■ Task directions ■
Write out, exactly as they appear, only the lines running from the line with "Reviewer check: make sure each instance of the chair cushion" to the final line of the listing; include both.

Dataset excerpts on object pointing:
● ● ● ● ● ● ●

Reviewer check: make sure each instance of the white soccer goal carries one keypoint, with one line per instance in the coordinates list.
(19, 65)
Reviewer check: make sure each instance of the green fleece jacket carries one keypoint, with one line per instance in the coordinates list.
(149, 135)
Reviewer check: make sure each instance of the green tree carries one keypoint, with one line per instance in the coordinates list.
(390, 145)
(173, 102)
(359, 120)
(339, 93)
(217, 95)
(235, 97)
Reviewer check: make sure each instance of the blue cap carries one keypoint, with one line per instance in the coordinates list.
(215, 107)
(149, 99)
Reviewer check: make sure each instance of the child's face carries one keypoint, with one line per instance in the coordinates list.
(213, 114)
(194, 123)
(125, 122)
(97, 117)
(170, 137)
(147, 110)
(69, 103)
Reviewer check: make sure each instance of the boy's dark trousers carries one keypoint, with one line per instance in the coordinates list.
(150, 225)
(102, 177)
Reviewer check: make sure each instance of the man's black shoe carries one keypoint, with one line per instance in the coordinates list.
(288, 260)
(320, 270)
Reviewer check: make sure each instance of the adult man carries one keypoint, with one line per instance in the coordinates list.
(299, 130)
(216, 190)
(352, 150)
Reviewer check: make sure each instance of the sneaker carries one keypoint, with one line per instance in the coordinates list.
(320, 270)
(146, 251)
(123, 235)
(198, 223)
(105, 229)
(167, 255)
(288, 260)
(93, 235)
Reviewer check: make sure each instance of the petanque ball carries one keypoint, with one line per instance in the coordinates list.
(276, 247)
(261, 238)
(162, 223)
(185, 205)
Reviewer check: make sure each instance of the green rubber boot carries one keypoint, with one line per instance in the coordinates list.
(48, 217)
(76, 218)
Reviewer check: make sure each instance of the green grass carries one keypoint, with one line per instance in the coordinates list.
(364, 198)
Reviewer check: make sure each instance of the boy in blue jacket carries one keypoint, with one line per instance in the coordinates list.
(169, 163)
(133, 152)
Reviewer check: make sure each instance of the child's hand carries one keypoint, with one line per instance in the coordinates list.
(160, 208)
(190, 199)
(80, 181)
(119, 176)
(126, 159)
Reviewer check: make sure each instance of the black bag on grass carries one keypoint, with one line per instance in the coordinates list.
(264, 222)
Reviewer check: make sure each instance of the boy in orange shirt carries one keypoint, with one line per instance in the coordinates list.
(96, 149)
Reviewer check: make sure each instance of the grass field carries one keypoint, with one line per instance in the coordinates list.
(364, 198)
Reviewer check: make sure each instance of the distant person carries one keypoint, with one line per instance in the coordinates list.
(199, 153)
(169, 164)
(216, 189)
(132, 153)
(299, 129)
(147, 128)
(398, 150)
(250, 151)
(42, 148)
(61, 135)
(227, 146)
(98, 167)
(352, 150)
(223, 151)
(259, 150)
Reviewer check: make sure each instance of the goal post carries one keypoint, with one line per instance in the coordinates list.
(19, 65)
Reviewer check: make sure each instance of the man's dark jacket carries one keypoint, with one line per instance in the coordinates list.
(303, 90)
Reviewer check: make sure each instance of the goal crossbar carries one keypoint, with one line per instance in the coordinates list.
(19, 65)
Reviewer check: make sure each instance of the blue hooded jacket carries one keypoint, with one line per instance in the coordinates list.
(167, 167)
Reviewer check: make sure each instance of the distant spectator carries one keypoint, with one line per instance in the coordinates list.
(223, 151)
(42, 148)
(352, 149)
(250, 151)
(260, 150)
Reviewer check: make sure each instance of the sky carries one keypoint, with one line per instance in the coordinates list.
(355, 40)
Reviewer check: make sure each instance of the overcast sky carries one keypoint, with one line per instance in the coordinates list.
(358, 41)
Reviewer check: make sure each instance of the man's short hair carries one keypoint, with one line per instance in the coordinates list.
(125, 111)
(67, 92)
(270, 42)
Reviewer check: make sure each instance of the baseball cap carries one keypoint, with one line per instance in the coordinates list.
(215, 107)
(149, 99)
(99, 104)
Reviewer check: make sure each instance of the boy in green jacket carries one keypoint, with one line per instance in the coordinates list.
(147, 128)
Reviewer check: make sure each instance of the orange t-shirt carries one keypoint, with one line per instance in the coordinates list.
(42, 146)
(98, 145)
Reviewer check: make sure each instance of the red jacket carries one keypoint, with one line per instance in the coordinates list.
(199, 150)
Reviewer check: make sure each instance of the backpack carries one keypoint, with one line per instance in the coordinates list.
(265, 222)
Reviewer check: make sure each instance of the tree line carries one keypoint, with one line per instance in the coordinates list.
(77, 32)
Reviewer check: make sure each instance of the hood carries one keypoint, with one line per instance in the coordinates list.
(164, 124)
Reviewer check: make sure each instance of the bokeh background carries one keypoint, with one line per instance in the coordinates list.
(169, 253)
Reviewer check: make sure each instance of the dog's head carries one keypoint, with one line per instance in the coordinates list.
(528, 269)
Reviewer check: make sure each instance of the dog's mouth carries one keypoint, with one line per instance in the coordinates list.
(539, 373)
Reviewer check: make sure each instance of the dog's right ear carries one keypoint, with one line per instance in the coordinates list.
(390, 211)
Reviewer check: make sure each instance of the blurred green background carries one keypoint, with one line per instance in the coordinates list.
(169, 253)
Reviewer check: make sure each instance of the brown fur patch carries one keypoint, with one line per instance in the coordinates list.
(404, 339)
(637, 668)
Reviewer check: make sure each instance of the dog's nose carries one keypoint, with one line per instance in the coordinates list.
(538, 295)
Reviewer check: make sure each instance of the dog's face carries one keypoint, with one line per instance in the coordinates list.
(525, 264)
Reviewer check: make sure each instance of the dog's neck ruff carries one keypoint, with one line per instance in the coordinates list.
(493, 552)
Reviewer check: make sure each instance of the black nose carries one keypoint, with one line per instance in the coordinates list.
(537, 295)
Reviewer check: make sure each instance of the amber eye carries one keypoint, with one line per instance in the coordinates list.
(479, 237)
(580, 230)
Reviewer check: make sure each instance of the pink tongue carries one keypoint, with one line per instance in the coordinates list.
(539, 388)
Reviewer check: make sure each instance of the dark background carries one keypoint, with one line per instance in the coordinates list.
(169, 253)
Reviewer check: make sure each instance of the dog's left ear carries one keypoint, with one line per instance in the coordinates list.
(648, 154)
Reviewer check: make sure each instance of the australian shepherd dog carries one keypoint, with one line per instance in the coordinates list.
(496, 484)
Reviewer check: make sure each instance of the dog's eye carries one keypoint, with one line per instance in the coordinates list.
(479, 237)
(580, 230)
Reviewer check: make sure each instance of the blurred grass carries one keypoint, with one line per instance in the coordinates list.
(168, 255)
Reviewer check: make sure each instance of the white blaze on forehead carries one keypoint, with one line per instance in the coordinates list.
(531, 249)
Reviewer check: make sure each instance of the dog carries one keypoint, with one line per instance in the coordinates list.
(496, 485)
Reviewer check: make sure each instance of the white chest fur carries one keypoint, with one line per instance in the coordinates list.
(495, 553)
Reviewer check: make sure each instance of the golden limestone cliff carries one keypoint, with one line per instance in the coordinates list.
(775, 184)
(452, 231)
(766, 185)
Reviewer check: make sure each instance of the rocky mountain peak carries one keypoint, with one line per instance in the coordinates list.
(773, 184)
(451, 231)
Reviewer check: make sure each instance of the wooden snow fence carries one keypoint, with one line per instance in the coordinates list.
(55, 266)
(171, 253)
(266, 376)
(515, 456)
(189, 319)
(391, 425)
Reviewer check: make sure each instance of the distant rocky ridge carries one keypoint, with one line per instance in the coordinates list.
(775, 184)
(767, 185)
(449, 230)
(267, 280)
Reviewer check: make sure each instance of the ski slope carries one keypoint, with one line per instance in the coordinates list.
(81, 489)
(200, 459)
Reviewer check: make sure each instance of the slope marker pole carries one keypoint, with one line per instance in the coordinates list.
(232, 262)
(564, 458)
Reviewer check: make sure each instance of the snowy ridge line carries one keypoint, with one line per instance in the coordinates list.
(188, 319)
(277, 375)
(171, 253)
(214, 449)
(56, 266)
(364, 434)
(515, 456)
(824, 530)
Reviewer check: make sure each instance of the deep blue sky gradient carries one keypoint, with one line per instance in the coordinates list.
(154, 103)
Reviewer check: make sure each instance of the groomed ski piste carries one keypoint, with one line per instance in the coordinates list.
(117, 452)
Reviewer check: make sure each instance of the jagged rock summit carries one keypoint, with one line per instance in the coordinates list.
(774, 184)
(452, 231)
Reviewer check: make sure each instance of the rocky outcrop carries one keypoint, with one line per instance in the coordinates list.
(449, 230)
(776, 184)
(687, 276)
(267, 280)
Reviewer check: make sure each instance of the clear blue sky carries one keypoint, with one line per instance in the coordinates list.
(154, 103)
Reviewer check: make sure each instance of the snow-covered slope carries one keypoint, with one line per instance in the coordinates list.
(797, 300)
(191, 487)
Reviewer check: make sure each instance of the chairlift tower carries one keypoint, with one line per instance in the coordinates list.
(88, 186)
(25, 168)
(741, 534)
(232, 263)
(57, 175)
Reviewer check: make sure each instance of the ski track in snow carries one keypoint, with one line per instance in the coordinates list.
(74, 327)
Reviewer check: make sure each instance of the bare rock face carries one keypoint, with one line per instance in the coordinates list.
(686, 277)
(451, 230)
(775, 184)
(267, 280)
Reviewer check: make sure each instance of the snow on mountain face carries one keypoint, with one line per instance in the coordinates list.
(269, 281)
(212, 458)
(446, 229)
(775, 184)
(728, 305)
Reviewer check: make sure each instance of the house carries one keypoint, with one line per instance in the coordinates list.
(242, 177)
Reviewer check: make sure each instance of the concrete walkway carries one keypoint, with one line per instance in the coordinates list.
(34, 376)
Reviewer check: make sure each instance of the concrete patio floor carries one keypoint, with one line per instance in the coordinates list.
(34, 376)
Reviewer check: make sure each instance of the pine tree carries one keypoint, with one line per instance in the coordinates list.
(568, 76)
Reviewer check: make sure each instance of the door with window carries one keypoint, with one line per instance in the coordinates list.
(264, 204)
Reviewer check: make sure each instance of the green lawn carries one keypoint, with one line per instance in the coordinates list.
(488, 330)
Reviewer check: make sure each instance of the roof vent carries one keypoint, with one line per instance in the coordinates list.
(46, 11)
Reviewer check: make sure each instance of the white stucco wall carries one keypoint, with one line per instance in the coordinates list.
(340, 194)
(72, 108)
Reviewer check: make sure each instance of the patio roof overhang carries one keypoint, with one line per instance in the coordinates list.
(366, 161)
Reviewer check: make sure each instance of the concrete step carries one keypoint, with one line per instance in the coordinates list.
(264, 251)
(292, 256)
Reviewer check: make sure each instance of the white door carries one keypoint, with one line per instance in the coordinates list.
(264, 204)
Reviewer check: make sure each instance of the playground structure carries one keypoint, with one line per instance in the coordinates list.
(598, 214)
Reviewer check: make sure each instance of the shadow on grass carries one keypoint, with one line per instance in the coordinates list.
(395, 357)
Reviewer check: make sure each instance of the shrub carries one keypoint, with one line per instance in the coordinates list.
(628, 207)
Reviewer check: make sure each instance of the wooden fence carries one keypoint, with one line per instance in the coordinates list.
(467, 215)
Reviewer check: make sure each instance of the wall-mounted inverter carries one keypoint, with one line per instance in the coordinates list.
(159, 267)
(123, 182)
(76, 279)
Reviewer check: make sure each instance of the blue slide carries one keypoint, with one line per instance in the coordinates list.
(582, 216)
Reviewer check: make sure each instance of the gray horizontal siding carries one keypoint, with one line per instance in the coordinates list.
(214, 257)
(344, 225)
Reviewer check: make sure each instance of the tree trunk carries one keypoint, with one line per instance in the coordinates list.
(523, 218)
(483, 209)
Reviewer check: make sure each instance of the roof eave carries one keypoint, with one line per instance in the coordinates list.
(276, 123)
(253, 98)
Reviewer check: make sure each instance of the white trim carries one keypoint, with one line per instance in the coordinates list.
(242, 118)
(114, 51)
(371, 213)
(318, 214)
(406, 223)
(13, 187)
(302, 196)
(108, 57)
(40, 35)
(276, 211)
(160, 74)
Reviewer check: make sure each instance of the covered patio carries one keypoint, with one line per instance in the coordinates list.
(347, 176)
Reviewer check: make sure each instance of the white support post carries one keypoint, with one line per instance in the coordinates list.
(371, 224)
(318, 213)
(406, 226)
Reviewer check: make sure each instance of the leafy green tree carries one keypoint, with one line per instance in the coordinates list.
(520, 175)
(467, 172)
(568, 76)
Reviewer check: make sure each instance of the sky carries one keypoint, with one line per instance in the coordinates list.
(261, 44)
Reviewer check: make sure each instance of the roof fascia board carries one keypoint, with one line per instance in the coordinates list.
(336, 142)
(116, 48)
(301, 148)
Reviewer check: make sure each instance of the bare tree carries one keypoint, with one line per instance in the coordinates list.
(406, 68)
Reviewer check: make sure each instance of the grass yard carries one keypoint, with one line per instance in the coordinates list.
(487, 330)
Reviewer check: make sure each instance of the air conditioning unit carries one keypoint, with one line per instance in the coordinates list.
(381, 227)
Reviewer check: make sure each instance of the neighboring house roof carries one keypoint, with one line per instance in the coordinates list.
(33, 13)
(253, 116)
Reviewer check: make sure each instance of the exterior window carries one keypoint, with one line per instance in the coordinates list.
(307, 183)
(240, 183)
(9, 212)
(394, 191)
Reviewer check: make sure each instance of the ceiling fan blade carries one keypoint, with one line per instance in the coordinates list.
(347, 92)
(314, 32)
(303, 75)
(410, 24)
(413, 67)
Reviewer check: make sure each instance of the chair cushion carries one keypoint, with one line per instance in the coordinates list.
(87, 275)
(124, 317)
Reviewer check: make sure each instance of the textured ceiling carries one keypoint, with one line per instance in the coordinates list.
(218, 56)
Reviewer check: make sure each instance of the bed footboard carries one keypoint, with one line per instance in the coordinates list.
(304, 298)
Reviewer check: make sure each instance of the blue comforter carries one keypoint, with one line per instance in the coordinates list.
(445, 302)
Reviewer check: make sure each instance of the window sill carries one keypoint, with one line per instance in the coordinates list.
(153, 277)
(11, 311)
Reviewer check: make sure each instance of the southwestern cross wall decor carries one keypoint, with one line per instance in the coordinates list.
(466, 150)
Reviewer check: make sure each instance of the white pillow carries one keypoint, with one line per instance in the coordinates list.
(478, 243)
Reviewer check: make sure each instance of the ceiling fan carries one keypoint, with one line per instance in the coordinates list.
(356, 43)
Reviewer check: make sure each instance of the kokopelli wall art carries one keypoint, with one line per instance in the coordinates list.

● ● ● ● ● ● ●

■ Solution to the exercise ■
Reviewer check: make sure each instance of the chair cushion carries one keypoint, with one line per instance in the coordinates list.
(87, 275)
(124, 317)
Reviewer check: make sure each instance of the textured ceiling carries one keypoint, with one line per instance in the coordinates list.
(218, 56)
Reviewer check: make sure each instance of the bed footboard carries one keypoint, with one line per instance in the coordinates list.
(304, 298)
Reviewer check: make sure each instance of the blue comforter carries one keypoint, with one line per instance in the coordinates list.
(445, 302)
Reviewer check: make sure each instance of the window sill carries one keypoint, with one line per instance in the coordinates list.
(153, 277)
(11, 311)
Reviewer check: make sure each instance of the southwestern cross wall decor carries one keypoint, with one line per instance in the coordinates list.
(466, 150)
Reviewer check: make sure each instance of the white pillow carries one keypoint, with one line per instance in the coordinates list.
(478, 243)
Reviewer check: make sure each instance of the ceiling fan carries one keypoint, with one line per instance in the coordinates list.
(356, 43)
Reviewer check: make sure each instance of the kokopelli wall art carries one keypoint, with one line per instance in the coordinates list.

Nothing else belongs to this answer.